*** Extracted information ***

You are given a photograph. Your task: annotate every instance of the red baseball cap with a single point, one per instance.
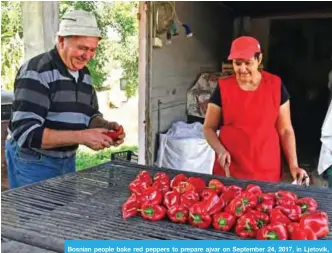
(244, 47)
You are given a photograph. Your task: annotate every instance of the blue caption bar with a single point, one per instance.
(197, 246)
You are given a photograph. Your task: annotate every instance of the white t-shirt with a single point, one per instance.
(325, 157)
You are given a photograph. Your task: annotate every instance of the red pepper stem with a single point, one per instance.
(222, 222)
(247, 226)
(212, 187)
(195, 217)
(304, 206)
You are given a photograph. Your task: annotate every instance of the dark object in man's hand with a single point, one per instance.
(114, 135)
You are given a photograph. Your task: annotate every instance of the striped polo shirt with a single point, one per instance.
(46, 95)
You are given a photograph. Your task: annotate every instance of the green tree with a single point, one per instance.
(122, 52)
(11, 42)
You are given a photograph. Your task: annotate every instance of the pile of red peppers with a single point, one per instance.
(249, 212)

***

**Short problem:** Can you rewrite every line of the data above, requests included, with each point coordinate in the answers rescaled by 0.9 and rounded to a whole number, halves rounding up? Leave the pictures out.

**Response:**
You are given a photograph. Your task: annotate every instance of the red baseball cap with a single point, one per instance.
(220, 42)
You are given a photograph. Your task: annotate every instance of the blue caption bar with a single point, one per instance.
(177, 221)
You are given a photograph. Your task: annotate every instance of the white t-shirt with a single point, one per instance.
(293, 141)
You are given a photograph. Your task: annotate every instance of the red pepper stem with a single point, one per instance.
(200, 200)
(222, 203)
(191, 168)
(176, 195)
(274, 185)
You are given a photograph. Your task: annotate every instance of the dark object in man's hand with a single point, one per instance.
(103, 122)
You are given a photograph. Your task: annotate every instance of the striped polo shirt with a single point, one per instance.
(41, 86)
You are given a photograph. Your task: annotate every instance of the green tree with a single point, one per instance.
(110, 47)
(10, 38)
You are given a photograph. Your task: annotate every instance of the pile of red peppers with a single point, one per instance.
(224, 191)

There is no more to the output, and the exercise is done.